# Mic advise



## bwspot (May 16, 2014)

Hello,
I am new to REW so please forgive me if I ask a question that was asked before.
I do have two AVR that will drive 2 speakers. (stereo sound only) that i want to compare and measure to find out which produces better signal. What do i need for a job?
thx


----------



## Wayne A. Pflughaupt (Apr 13, 2006)

If I understand, you want to take measurements of your speakers connected to the two AVRs to see which AVR is better?

Regards, 
Wayne


----------



## bwspot (May 16, 2014)

Wayne A. Pflughaupt said:


> If I understand, you want to take measurements of your speakers connected to the two AVRs to see which AVR is better?
> 
> Regards,
> Wayne


Yes, that's it.


----------



## Wayne A. Pflughaupt (Apr 13, 2006)

Gotcha.



bwspot said:


> What do i need for a job?
> thx


Either a USB mic such as the UMIK-1 from miniDSP or a calibrated Dayton UMM6 from Cross Spectrum is generally accepted as the cheapest and easiest route these days.

That said, if you can’t hear a difference between the two receivers you won’t be able to measure a difference, and even if you can you probably still won’t be able to measure a difference. An in-room measurement from speakers is not a good way to test electronics. That’s why you never seen in done with professional reviews. Simple loop-back measurements with REW can be more enlightening than room measurements, and they don’t require a mic.

Coordinate annotation entries
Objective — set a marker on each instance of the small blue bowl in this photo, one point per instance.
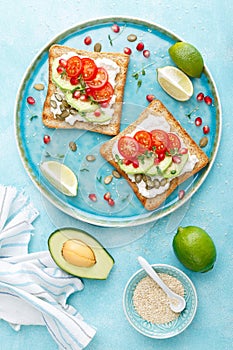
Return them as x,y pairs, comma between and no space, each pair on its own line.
166,330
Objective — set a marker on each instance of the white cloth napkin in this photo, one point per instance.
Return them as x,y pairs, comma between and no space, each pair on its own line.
33,290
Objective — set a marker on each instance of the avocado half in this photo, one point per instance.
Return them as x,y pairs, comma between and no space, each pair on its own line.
103,260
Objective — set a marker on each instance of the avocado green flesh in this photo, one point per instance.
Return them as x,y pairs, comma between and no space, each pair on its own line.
104,261
141,169
175,168
62,83
81,106
163,165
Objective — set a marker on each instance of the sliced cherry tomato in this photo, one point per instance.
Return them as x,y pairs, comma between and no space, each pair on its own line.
89,68
128,147
74,66
100,79
173,141
103,95
144,138
159,135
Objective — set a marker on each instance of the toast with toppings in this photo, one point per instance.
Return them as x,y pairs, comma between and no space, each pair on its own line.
155,155
85,90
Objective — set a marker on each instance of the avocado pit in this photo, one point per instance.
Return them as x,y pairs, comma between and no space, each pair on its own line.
77,253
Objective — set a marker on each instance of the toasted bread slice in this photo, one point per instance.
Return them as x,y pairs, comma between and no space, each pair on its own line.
154,111
111,127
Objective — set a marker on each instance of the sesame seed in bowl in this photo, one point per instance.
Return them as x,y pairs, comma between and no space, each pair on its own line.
146,306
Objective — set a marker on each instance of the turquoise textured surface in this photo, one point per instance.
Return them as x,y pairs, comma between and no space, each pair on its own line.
26,27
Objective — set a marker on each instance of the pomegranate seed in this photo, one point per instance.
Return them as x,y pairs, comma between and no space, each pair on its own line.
92,197
74,80
161,156
97,113
127,51
46,139
115,28
183,150
146,53
104,104
198,121
135,163
181,194
140,46
176,159
87,40
83,97
206,129
62,62
200,96
111,202
107,196
76,94
31,100
60,70
208,100
150,98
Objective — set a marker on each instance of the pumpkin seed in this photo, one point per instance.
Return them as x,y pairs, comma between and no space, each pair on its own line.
156,183
90,158
97,47
73,146
53,104
108,179
203,142
138,178
58,97
39,87
62,108
116,174
132,37
73,111
163,182
65,113
65,104
149,184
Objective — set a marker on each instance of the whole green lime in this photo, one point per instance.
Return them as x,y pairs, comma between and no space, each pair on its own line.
194,248
187,58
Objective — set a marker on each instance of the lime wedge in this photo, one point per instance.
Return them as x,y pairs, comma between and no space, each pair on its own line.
61,177
176,83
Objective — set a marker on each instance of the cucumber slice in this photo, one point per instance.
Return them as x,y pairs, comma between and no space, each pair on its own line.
163,165
81,106
175,169
62,82
142,169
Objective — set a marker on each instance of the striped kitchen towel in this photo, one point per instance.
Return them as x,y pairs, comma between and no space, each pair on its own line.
33,290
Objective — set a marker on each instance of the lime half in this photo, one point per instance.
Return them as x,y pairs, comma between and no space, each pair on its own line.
187,58
175,83
60,176
194,248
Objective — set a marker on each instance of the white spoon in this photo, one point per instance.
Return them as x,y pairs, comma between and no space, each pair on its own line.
177,302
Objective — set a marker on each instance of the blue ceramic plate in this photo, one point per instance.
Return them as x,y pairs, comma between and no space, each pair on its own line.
30,130
166,330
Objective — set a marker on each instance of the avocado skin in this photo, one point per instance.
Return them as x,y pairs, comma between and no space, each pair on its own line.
104,261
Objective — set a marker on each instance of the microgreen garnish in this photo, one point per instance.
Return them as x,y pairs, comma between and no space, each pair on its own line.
33,117
141,72
99,179
55,156
112,39
192,111
84,169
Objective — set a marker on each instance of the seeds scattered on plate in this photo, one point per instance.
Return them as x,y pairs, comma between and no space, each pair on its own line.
39,87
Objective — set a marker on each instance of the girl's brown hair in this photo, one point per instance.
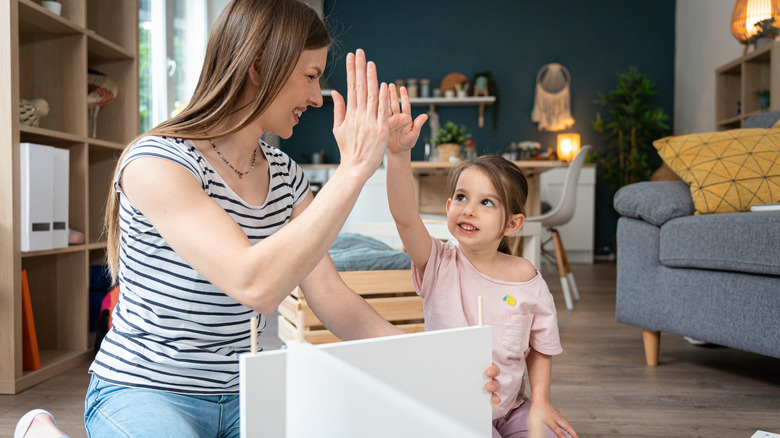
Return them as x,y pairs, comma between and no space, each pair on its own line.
508,180
276,30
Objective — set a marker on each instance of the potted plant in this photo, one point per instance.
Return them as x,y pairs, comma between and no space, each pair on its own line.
53,6
448,140
630,126
766,33
763,98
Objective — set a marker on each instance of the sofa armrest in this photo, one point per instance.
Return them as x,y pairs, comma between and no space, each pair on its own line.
654,202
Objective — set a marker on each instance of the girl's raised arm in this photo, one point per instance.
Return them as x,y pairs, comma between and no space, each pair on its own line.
400,187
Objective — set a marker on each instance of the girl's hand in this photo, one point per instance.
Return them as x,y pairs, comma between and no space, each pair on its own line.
493,386
403,132
360,126
543,412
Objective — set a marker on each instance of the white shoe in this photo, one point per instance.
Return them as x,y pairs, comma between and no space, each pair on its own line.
24,423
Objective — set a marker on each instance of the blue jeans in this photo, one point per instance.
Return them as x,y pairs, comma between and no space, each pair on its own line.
119,411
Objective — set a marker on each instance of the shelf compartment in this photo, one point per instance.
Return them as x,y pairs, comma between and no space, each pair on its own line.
101,20
118,121
34,18
58,308
100,48
756,75
49,69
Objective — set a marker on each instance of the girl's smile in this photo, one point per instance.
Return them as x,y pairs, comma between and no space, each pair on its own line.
474,213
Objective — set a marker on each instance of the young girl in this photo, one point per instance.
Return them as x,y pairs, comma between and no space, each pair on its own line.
488,196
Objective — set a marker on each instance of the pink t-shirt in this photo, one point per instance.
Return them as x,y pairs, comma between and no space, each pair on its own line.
521,314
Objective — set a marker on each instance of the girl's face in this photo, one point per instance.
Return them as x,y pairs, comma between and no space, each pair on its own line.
475,215
301,90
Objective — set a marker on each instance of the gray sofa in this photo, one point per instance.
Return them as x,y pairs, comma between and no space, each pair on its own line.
713,277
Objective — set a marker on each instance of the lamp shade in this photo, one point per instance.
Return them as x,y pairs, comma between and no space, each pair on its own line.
568,146
749,12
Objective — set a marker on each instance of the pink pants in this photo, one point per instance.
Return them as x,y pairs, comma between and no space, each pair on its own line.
515,424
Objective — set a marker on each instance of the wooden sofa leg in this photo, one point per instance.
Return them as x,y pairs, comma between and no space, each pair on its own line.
652,345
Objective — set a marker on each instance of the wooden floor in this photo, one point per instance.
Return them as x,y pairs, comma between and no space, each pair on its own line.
600,382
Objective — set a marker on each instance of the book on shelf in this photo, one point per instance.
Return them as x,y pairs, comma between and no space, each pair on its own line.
31,359
765,207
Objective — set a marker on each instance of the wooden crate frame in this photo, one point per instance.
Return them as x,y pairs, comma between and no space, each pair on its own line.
390,293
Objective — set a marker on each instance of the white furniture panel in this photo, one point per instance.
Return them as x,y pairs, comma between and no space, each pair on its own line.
577,235
368,387
37,196
61,177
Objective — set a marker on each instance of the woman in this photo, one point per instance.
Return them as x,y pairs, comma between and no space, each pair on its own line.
209,226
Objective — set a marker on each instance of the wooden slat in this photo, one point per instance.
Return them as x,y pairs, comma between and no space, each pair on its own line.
375,282
390,308
288,332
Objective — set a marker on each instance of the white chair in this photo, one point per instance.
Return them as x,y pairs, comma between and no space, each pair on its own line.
560,215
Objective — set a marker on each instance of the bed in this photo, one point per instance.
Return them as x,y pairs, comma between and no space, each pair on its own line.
380,274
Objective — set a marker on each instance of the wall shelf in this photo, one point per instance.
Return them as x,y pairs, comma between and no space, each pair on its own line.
432,102
737,80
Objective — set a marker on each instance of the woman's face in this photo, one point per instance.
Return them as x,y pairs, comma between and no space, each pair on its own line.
301,90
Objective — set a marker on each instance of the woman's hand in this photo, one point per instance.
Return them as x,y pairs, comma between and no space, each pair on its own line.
360,126
493,386
544,413
403,131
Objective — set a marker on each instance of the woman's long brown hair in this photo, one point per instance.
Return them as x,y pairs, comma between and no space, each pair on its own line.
276,30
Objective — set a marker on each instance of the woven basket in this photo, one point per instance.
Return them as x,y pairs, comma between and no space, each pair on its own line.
449,152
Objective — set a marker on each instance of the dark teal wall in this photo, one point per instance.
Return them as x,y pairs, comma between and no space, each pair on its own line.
594,39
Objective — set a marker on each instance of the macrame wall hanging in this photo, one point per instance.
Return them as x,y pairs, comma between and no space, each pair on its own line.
552,104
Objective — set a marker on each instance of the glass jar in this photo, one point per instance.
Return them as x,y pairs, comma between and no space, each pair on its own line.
425,88
411,87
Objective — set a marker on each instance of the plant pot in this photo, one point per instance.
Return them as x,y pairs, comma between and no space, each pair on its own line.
53,7
449,152
763,102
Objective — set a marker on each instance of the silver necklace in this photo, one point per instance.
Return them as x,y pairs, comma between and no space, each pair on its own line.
240,174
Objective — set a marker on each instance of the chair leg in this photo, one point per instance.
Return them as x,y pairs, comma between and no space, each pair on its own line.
560,255
652,341
569,275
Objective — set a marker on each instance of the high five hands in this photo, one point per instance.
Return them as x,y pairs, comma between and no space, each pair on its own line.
403,131
361,125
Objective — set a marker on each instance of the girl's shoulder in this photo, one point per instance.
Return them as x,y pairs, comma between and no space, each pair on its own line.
519,268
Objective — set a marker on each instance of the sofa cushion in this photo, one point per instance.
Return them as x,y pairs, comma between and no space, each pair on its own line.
740,242
769,119
654,202
727,171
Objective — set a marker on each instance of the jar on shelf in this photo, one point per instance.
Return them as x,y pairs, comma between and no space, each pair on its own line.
425,88
398,84
411,87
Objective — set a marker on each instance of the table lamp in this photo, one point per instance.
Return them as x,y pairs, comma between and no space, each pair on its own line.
568,146
749,12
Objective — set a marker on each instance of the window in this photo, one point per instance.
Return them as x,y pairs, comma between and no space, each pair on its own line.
172,43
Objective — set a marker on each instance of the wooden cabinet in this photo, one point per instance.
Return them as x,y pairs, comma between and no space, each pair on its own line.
737,81
47,56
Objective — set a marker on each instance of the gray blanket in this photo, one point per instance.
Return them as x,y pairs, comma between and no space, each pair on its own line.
355,252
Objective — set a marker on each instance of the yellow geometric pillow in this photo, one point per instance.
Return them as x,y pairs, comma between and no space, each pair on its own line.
727,171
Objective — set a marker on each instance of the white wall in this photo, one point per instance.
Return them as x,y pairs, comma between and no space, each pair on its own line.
703,43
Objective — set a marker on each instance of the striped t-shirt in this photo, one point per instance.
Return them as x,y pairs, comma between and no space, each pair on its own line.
173,330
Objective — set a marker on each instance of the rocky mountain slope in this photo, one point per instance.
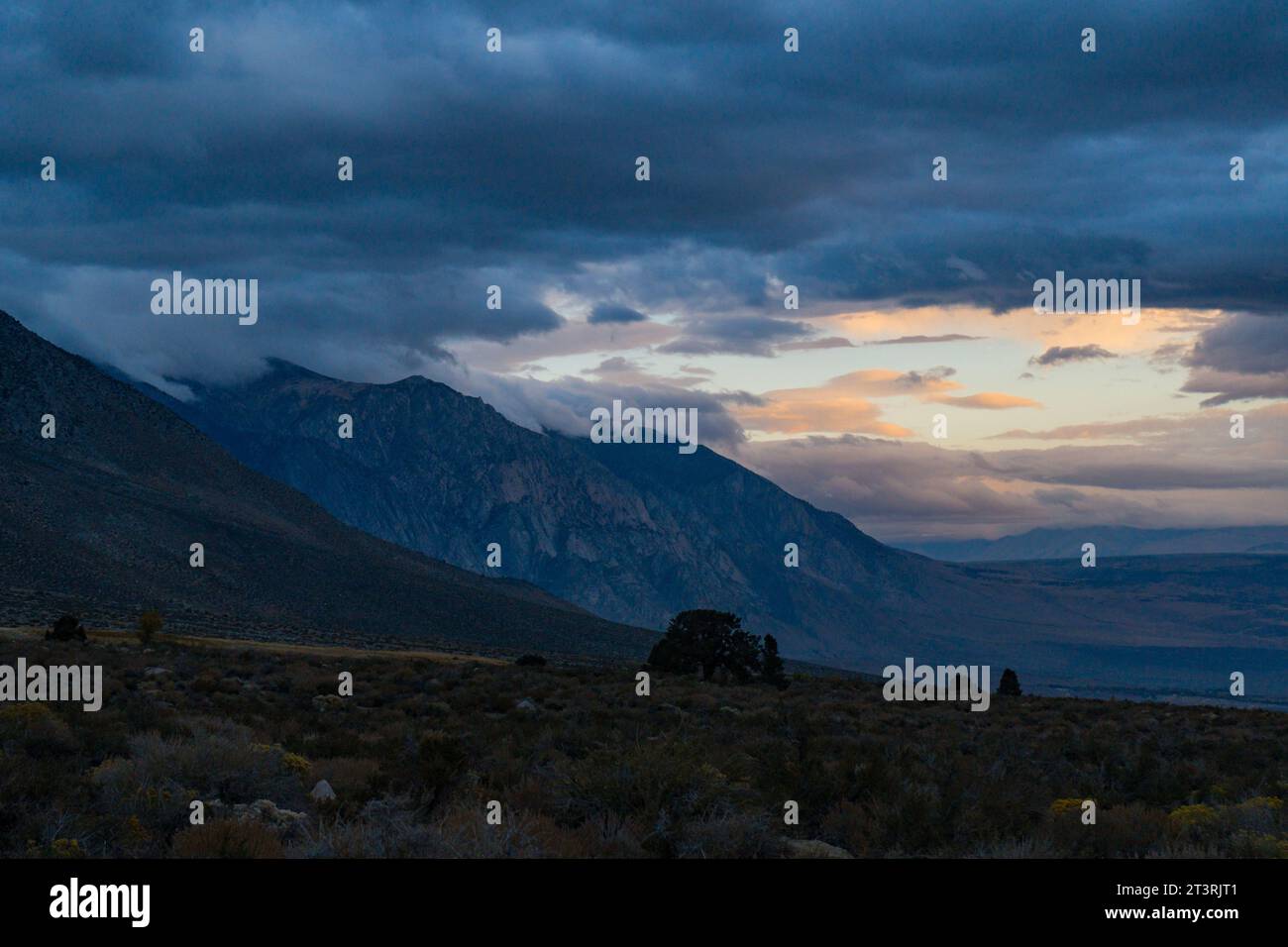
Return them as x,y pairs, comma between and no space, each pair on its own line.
636,532
104,514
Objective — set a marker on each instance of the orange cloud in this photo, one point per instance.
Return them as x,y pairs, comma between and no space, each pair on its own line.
990,401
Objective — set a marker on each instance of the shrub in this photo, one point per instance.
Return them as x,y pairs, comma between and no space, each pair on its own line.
228,839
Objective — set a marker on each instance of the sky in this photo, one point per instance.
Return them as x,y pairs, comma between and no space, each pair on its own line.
768,169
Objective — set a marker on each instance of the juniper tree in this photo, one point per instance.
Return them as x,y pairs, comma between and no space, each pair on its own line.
772,665
707,639
1010,684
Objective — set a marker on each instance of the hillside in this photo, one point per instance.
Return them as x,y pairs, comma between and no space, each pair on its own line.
583,767
102,517
1111,540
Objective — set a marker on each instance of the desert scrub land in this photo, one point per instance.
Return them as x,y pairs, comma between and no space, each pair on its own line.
583,767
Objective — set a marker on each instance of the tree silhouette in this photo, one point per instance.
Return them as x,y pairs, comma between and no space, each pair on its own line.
772,665
65,629
150,626
1010,684
707,639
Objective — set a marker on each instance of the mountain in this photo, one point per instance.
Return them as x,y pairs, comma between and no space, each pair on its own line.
632,532
102,515
636,532
1111,540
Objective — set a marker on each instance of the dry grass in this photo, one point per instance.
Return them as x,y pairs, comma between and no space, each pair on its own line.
583,767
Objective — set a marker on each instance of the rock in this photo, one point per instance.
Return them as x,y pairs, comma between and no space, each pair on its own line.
812,848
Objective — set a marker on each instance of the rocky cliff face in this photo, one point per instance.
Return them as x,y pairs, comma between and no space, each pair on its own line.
632,532
107,509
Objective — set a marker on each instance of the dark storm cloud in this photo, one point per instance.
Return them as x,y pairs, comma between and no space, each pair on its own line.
516,169
751,335
1241,357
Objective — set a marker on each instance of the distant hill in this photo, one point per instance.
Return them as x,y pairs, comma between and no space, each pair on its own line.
1111,540
104,513
636,532
102,518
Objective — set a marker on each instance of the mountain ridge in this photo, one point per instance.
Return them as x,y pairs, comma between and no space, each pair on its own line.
108,508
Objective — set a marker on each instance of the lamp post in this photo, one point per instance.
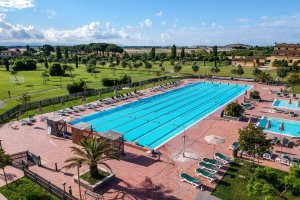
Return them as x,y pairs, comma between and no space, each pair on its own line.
78,166
64,184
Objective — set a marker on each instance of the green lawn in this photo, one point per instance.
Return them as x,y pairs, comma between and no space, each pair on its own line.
233,185
34,84
25,189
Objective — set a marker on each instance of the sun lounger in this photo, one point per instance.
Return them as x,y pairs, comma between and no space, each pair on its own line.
31,118
212,162
285,142
267,155
234,146
285,159
295,162
292,114
26,121
191,180
210,177
222,158
208,167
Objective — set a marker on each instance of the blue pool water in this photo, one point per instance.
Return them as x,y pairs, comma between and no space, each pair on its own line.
154,120
285,104
291,128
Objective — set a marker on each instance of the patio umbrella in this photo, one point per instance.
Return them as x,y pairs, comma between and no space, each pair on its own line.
268,124
40,108
281,128
214,139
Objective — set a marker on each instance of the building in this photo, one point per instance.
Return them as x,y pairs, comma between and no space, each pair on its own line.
9,53
288,52
250,61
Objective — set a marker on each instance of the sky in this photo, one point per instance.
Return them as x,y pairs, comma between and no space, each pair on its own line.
149,22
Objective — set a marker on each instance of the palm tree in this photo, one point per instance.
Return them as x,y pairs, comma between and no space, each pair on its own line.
5,160
93,153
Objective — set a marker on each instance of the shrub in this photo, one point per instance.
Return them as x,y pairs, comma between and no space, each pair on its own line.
254,95
24,65
56,70
234,109
76,87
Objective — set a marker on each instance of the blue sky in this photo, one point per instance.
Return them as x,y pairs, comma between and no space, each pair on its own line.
149,22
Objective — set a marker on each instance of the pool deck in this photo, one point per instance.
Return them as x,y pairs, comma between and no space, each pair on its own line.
139,176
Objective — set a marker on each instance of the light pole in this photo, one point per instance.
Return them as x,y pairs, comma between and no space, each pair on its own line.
184,138
64,184
78,166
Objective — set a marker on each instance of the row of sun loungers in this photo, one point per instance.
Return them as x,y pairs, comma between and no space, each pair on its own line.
207,169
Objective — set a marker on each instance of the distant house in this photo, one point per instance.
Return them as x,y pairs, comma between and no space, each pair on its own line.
9,53
288,52
249,61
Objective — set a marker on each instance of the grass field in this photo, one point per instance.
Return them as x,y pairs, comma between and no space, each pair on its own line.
233,185
24,189
34,82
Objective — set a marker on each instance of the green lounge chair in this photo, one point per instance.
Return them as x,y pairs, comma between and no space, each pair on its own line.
208,167
210,177
212,162
193,181
285,142
234,146
222,158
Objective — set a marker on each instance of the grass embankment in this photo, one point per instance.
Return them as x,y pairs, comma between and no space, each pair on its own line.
24,189
233,185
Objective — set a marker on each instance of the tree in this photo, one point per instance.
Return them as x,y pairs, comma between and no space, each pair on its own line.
253,140
5,160
240,70
15,73
66,53
58,53
195,68
294,79
92,153
148,66
152,53
45,76
182,53
264,77
25,98
6,63
173,52
282,72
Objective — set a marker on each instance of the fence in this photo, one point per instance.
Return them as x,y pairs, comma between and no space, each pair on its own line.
47,185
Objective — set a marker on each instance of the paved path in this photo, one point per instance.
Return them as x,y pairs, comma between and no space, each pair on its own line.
205,195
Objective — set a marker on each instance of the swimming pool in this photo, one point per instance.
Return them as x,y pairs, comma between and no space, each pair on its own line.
153,121
285,104
291,128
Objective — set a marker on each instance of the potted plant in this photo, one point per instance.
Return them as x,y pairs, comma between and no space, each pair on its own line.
254,95
234,111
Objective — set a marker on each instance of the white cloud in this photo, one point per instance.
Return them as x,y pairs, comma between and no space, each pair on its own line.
243,19
15,4
146,23
51,13
159,14
164,37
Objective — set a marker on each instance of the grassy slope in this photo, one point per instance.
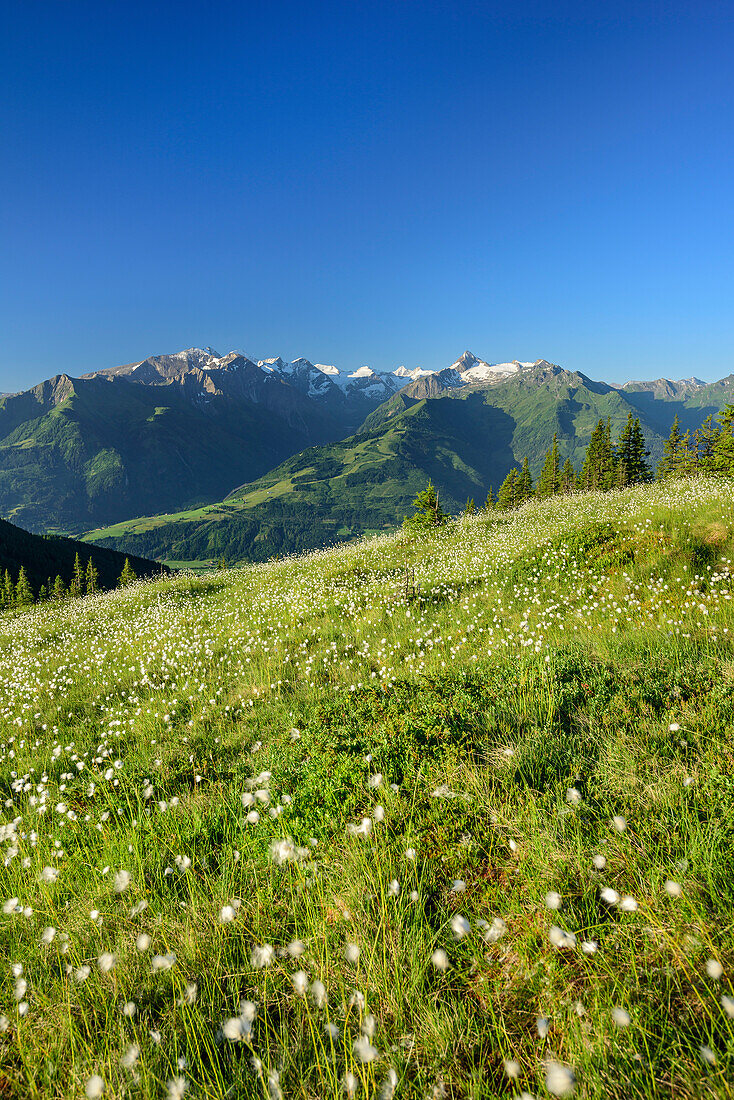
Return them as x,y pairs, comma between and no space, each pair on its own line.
580,645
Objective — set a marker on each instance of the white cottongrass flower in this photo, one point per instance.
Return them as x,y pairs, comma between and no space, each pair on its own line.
460,926
318,992
389,1086
299,980
364,1051
495,931
163,961
440,959
121,881
560,1080
561,938
714,969
129,1059
261,956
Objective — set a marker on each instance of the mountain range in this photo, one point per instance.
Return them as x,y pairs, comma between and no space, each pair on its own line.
196,455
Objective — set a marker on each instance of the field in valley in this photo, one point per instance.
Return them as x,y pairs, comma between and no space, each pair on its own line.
292,831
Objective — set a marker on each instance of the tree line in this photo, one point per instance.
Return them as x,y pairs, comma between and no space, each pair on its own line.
607,464
84,581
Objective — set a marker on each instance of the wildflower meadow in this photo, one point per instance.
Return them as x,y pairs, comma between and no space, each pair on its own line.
429,815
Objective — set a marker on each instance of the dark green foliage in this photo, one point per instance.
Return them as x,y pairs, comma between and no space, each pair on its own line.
428,512
632,466
42,558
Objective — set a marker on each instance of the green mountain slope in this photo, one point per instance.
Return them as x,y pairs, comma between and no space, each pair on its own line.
464,439
75,452
43,557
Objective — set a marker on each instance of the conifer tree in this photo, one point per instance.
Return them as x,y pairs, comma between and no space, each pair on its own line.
507,492
23,590
525,487
128,574
91,578
428,509
674,458
568,477
76,585
632,468
9,590
549,483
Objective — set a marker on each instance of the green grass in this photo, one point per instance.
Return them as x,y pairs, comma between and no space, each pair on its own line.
426,773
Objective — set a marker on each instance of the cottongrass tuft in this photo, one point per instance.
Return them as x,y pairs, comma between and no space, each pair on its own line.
560,1079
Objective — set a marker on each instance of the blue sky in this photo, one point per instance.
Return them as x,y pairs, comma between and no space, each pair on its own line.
374,182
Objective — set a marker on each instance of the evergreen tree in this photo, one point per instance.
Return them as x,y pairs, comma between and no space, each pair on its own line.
550,482
23,590
599,468
723,442
9,590
128,574
672,462
91,578
525,487
632,453
507,492
568,477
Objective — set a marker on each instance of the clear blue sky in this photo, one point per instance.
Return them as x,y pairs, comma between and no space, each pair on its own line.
371,182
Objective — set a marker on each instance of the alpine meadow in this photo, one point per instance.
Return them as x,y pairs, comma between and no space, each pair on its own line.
446,813
367,704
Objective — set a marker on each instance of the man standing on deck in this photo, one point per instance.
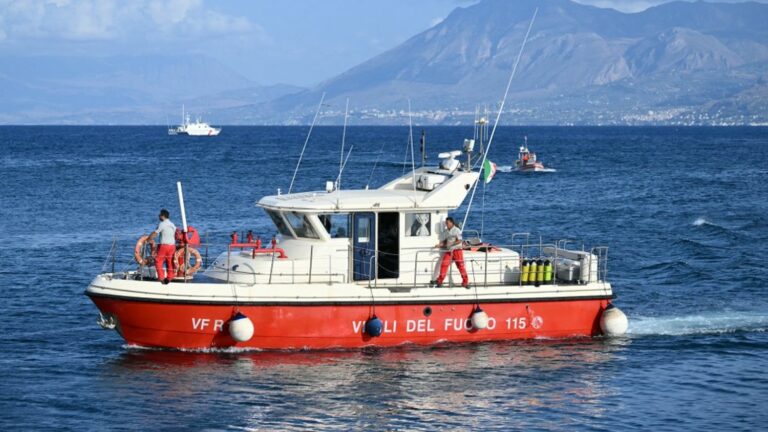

EXERCISE TASKS:
a. According to the microphone thread, what kind of measurements can be more enlightening than room measurements without needing a mic?
b. List, in order, the heading of every post in the microphone thread, giving the author and date as shown.
c. Please pick up the microphone thread from where it stops.

ANSWER SET:
a. Simple loop-back measurements with REW.

b.
bwspot (May 16, 2014)
Wayne A. Pflughaupt (Apr 13, 2006)
bwspot (May 16, 2014)
Wayne A. Pflughaupt (Apr 13, 2006)

c.
Regards, 
Wayne


----------



## bwspot (May 16, 2014)

Wayne A. Pflughaupt said:


> Gotcha.
> 
> Either a USB mic such as the UMIK-1 from miniDSP or a calibrated Dayton UMM6 from Cross Spectrum is generally accepted as the cheapest and easiest route these days.
> 
> ...


thx i need to read more as seems like according to what you say i can just output signal from the laptop to avr and input it back and measure? What cable is used for that? HDMI? Or regular analog input output jack?


----------



## Wayne A. Pflughaupt (Apr 13, 2006)

You’d need an analog cable with connector ends compatible with whatever jacks your computer and AVR are using.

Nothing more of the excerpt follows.